§ **Exercise goal**
Copy out the records from the line with "Target — windshield" up to and including the line with "column 754, row 100", substituting "black parked car" for "dark parked car" and leaving everything else as it is.

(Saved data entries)
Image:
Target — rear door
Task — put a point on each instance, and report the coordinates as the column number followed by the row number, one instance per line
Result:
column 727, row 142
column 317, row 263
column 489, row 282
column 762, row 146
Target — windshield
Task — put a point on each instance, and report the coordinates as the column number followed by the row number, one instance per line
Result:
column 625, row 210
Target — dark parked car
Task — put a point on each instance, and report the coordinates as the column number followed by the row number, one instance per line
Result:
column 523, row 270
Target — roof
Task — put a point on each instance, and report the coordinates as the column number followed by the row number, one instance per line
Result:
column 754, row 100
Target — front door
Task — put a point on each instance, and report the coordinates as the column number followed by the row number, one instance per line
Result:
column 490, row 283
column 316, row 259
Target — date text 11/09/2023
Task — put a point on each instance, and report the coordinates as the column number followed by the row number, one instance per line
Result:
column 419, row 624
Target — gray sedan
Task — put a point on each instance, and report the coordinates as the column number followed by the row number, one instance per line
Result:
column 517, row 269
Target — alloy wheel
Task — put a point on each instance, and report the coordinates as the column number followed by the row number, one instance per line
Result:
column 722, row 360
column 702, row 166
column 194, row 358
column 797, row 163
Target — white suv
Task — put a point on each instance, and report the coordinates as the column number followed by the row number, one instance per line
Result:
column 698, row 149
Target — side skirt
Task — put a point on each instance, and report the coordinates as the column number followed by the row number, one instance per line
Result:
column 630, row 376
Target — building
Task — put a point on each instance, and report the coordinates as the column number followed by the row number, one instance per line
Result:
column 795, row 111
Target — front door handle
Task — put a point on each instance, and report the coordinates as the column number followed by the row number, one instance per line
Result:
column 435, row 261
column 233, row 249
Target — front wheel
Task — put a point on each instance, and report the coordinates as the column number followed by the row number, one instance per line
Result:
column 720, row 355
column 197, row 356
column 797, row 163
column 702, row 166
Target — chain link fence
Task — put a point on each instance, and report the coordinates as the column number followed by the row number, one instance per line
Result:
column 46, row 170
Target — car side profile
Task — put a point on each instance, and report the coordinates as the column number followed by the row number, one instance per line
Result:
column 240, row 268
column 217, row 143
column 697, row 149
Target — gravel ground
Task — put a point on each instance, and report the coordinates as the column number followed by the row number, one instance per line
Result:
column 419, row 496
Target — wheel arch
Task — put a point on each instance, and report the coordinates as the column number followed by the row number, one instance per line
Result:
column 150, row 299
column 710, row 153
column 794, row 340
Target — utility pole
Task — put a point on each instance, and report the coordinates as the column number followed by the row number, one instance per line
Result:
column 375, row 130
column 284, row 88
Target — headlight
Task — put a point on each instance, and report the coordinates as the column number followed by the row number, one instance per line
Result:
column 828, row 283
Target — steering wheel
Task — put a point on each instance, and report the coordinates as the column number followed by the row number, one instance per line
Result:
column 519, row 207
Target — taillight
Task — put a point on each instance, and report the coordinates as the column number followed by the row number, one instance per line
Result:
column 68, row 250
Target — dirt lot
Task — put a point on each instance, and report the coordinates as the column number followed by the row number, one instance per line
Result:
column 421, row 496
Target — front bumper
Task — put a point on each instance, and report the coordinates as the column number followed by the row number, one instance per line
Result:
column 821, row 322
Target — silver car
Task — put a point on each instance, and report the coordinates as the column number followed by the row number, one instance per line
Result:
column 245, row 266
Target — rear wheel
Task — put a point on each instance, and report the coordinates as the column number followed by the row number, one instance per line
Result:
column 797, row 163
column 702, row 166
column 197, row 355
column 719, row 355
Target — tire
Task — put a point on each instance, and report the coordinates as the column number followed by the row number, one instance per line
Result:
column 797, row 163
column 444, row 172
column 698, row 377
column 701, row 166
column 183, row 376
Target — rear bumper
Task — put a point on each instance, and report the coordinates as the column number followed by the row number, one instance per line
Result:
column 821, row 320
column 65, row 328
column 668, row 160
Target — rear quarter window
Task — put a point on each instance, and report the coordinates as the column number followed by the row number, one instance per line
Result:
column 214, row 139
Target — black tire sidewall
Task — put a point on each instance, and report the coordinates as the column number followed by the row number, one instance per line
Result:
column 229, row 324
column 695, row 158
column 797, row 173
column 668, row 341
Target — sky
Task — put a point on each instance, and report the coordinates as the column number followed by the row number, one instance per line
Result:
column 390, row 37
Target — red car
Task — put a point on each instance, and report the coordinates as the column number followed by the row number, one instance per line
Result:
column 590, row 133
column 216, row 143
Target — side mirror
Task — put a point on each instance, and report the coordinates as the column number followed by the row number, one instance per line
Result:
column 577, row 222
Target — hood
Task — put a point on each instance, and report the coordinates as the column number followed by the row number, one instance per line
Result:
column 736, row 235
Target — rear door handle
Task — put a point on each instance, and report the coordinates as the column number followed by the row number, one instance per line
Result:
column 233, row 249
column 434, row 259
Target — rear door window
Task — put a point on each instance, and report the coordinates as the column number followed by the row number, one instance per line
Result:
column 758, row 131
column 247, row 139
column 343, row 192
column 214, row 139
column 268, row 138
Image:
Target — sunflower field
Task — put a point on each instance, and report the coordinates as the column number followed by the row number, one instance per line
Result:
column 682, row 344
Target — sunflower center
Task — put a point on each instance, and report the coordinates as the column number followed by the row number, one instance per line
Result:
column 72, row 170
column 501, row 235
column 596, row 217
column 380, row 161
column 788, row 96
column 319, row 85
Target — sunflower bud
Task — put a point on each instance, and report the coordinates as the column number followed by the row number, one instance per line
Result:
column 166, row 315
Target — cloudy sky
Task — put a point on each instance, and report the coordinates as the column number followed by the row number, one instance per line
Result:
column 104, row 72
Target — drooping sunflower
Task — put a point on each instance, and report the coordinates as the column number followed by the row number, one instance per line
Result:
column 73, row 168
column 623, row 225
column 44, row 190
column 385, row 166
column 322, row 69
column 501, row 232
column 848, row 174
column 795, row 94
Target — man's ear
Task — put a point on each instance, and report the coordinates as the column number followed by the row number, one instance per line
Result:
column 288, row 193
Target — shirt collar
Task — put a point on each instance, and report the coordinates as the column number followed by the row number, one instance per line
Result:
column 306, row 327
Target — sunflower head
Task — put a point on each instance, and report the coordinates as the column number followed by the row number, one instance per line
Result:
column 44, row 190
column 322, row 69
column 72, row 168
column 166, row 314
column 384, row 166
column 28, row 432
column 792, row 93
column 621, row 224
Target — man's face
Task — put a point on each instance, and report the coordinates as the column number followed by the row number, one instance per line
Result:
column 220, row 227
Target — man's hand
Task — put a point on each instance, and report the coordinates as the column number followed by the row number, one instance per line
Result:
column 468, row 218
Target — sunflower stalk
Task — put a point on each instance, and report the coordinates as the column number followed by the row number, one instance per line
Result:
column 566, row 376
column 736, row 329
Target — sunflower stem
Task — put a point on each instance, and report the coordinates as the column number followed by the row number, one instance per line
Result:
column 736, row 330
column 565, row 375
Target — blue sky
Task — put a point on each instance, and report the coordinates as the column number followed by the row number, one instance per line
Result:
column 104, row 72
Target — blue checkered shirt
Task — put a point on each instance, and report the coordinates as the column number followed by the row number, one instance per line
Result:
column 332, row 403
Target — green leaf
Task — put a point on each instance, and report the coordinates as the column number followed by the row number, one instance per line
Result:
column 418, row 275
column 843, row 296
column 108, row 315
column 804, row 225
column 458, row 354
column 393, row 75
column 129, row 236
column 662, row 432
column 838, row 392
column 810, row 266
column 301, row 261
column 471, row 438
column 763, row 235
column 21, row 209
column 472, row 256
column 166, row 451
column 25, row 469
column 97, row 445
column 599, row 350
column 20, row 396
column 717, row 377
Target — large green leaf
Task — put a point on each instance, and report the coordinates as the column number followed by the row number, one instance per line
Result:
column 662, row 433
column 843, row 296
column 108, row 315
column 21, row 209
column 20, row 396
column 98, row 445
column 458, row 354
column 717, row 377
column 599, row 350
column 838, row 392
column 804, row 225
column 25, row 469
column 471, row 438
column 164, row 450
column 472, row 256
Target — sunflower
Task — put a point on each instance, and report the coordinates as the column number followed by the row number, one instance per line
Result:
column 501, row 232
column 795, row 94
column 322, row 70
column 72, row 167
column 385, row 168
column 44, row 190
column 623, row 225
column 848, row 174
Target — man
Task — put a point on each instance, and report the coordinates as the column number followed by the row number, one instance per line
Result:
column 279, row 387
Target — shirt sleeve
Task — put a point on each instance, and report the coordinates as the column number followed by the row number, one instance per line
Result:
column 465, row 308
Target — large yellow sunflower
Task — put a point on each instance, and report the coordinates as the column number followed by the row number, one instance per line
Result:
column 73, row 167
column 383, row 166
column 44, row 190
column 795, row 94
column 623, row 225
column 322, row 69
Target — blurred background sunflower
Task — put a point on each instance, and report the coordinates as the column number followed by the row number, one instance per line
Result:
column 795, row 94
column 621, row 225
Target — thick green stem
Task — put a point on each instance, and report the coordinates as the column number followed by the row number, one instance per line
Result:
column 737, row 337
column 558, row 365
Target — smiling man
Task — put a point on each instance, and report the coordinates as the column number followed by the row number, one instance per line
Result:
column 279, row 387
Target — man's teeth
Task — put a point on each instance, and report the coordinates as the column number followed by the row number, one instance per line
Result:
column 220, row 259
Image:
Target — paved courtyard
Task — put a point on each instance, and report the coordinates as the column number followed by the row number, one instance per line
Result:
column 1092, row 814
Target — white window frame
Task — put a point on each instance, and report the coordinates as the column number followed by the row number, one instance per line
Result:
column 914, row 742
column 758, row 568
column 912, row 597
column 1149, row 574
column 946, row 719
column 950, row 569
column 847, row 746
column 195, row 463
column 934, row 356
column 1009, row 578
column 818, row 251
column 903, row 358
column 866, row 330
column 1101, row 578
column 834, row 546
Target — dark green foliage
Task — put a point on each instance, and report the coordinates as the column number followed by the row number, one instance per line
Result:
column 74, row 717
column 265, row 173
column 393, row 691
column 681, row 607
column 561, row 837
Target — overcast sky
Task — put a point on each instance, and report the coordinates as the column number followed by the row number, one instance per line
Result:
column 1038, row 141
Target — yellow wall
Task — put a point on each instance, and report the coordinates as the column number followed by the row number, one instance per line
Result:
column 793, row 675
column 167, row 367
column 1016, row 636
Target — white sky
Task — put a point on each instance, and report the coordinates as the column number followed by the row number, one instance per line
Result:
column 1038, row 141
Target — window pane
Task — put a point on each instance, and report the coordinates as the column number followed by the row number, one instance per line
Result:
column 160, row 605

§ **Correct output**
Target — windshield
Task — put a point on each instance, and report the coordinates as the column number followed by the row number, one instance per line
Result:
column 625, row 210
Target — black parked car
Task — put a point on each instance, and report the coordinates as the column number followed by the row number, one instance per line
Result:
column 523, row 270
Target — roof
Task — put a point on each instance, and report the coordinates as the column number followed by the row number, one instance per line
Result:
column 754, row 100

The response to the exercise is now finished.